◆ Trecho selecionado:
>>>
Combate difícil e longo. A melhor defesa contra a praga é impedir a disseminação, sobretudo protegendo as áreas ainda não infestadas. Para tanto, rígido controle das sementes certificadas, diagnóstico do problema, seleção dos métodos. Entre eles, o mecânico, o químico e a erradicação. Paro por aqui.

Estamos no limiar da campanha eleitoral oficial de 2016, na prática já começou. Vou para a nossa corrupção que também em geral fica debaixo da terra e ali pode permanecer ativa ou latente por muito tempo. Quando aparece, para os incautos, mostra até aparência agradável. A Lava Jato arrancou algumas tiriricas. Deltan Dallagnol, procurador coordenador da Lava Jato, em declarações na Câmara de Deputados, afirmou que só 3% dos casos de corrupção são punidos no Brasil.
<<<
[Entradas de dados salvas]
>>>
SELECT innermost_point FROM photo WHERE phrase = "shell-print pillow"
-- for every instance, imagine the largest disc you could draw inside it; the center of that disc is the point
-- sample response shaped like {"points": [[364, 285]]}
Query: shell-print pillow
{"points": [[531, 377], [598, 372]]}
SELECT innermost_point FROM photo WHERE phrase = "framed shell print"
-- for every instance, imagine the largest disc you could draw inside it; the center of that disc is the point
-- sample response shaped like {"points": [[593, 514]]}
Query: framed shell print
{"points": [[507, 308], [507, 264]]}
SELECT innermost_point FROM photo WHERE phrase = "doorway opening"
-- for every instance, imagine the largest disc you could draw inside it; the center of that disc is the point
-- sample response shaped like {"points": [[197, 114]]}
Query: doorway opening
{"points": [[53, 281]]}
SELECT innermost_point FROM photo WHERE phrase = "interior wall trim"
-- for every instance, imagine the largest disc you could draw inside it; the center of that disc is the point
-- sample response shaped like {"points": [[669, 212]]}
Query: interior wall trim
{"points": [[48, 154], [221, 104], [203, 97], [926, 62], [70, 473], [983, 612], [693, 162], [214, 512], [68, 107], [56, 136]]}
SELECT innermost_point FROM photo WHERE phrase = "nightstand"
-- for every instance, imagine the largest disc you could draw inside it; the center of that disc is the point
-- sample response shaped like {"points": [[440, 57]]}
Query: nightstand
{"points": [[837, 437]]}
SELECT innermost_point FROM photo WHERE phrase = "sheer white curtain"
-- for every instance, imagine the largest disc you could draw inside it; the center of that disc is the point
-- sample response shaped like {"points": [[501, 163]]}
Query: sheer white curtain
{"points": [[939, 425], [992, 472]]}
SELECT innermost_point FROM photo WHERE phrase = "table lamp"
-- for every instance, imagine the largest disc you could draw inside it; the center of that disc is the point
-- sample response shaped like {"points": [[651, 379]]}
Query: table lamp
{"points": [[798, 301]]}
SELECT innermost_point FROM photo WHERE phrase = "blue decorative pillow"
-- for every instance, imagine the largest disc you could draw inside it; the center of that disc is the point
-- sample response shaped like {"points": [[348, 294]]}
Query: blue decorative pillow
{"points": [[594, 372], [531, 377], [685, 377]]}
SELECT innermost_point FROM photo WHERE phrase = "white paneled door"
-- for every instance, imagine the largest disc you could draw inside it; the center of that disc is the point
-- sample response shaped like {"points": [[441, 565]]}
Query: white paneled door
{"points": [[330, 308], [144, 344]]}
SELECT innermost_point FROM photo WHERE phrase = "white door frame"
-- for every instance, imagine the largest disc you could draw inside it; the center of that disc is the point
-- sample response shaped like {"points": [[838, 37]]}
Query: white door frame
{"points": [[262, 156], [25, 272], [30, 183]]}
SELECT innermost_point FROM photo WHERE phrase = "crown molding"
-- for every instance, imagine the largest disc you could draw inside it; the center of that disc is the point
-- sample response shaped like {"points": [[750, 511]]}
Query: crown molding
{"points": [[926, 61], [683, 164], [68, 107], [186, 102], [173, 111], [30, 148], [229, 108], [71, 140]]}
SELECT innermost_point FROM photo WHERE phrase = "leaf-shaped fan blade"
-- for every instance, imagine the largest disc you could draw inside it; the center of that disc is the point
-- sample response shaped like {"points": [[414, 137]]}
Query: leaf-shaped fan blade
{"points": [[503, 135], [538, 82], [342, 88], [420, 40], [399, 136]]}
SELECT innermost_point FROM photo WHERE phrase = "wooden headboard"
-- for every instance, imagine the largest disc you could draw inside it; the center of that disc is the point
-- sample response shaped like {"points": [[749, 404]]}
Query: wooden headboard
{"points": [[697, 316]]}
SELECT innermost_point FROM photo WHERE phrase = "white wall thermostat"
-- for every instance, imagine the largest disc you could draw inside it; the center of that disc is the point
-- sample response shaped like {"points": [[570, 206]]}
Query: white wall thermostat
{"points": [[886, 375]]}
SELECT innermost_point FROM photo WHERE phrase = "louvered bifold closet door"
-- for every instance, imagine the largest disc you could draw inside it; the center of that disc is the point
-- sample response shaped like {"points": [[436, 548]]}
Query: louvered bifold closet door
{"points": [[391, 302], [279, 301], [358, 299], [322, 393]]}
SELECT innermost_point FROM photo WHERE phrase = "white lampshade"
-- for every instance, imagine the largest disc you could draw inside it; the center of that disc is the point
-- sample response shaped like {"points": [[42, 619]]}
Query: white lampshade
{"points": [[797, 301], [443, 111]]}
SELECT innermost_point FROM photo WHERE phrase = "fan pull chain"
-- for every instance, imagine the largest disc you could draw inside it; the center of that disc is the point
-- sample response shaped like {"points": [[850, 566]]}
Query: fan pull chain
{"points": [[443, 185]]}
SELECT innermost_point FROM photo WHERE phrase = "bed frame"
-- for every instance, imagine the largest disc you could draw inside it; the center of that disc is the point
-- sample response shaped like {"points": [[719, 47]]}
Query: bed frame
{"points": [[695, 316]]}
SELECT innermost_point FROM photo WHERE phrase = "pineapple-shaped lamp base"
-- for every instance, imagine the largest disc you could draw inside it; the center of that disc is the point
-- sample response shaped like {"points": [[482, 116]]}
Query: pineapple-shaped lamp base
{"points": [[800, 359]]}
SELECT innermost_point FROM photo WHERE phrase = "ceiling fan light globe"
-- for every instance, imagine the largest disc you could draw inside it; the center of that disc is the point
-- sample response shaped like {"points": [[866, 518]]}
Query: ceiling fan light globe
<<<
◆ Tarefa do exercício A: Retorne, do trecho sobre a corrupção, a passagem que vai de "Estamos no limiar" até "punidos no Brasil.", sem alterar nada.
◆ Tarefa do exercício B: Identifique nos registros todas as linhas que contêm a palavra "nightstand" e copie-as, diferenciando maiúsculas de minúsculas.

◆ Solução comentada A:
Estamos no limiar da campanha eleitoral oficial de 2016, na prática já começou. Vou para a nossa corrupção que também em geral fica debaixo da terra e ali pode permanecer ativa ou latente por muito tempo. Quando aparece, para os incautos, mostra até aparência agradável. A Lava Jato arrancou algumas tiriricas. Deltan Dallagnol, procurador coordenador da Lava Jato, em declarações na Câmara de Deputados, afirmou que só 3% dos casos de corrupção são punidos no Brasil.

◆ Solução comentada B:
SELECT innermost_point FROM photo WHERE phrase = "nightstand"
Query: nightstand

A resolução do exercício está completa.